▶ [TAREFA A]:
Segundo o relato da viagem a Moscovo, em que dia e a que horas se deu a chegada à cidade?

▶ [TEXTO FORNECIDO]:
——————
Chegámos
a Moscovo por volta da 7.30 do dia 3 de Agosto de 1991.
Voltámos
ao hotel “Saliut” (Fogo de Artifício). Depois do pequeno-almoço, voltámos à Praça
Vermelha.
O
ambiente em Moscovo pareceu-me mais alegre, menos frio e triste do que na
semana passada, Talvez seja do sol e do calor de Verão que se faz sentir.
Também
me parecia haver mais gente nas ruas e maior variedade e quantidade de produtos
à venda. Será porque é principio do mês e de férias? Ou será que já nos
habituámos ao ritmo de vida soviético?
Dei
uma volta pelos “armazéns do povo”, o GUM. Havia segurança reforçada, provavelmente
por causa da visita de George Bush. Cruzamo-nos com grandes grupos de turistas
espanhóis.
Na
Praça Vermelha passou por mim um grupo de indivíduos bem vestidos, a serem
filmados e das entrevistas à televisão. A figura em destaque no grupo
pareceu-me o Boris Ieltsin, presidente da República soviética da Rússia, mas
não tenho a certeza. Tentei indagar junto de um dos elementos da comitiva, mas
este olhou para mim com se tivesse visto um extraterrestre e continuou o seu
caminho.
——————
▶ [TAREFA B]:
Reproduz, por favor, tal como estão, as linhas da listagem desde o seu início até à linha com "point(1045, 434)", inclusive.

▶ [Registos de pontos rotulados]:
——————
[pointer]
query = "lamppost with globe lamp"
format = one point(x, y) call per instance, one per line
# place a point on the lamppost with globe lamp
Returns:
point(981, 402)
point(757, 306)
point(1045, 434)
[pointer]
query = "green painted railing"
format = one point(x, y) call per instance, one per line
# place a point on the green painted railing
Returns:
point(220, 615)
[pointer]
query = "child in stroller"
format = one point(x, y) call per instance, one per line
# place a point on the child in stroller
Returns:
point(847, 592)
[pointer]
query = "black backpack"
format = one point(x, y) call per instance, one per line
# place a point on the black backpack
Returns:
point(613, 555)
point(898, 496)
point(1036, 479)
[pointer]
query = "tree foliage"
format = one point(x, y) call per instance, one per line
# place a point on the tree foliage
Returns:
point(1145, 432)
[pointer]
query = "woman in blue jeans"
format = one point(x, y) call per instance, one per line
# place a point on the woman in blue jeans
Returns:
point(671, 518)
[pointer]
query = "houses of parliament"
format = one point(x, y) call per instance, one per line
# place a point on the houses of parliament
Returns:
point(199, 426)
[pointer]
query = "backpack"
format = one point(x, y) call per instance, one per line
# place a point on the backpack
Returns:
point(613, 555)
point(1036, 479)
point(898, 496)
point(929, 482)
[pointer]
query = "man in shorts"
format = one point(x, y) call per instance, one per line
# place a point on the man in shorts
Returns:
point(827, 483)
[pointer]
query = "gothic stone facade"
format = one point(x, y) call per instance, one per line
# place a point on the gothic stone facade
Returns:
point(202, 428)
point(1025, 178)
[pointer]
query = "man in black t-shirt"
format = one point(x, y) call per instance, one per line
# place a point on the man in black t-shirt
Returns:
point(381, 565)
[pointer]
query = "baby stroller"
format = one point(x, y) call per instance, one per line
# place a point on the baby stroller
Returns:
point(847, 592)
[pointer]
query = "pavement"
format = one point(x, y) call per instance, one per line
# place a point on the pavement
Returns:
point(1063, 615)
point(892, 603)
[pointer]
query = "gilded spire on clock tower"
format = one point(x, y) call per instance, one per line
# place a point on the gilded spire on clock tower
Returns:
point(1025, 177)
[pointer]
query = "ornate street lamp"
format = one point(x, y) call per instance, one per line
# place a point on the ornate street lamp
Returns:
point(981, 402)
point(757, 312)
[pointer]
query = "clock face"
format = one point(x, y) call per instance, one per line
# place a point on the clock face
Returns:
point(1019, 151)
——————
▶ [RESPOSTA COMPLETA A]:
Por volta das 7.30 do dia 3 de Agosto de 1991.

▶ [RESPOSTA COMPLETA B]:
[pointer]
query = "lamppost with globe lamp"
format = one point(x, y) call per instance, one per line
# place a point on the lamppost with globe lamp
Returns:
point(981, 402)
point(757, 306)
point(1045, 434)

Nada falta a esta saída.